- _PROBLEM TO SOLVE_
Present this data as a numbered list, one item per line, leaving out any blank lines.

- _RECORDS FOR THIS TASK_
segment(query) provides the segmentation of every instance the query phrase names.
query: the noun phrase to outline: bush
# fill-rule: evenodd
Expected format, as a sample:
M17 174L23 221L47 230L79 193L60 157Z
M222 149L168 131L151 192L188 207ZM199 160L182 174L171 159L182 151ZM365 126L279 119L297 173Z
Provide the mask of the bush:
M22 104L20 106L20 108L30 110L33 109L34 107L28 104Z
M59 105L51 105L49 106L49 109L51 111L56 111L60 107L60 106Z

- _RESPONSE TO THE EXERCISE_
1. segment(query) provides the segmentation of every instance the query phrase names.
2. query: the noun phrase to outline: bush
3. # fill-rule: evenodd
4. Expected format, as a sample:
5. M17 174L23 221L47 230L79 193L60 157Z
6. M222 149L168 131L151 192L188 207ZM199 160L182 174L171 159L182 151ZM365 126L279 119L297 173Z
7. Provide the mask of the bush:
8. M22 104L20 106L20 108L30 110L33 109L34 107L28 104Z
9. M59 105L51 105L49 106L49 109L51 111L56 111L60 107L60 106Z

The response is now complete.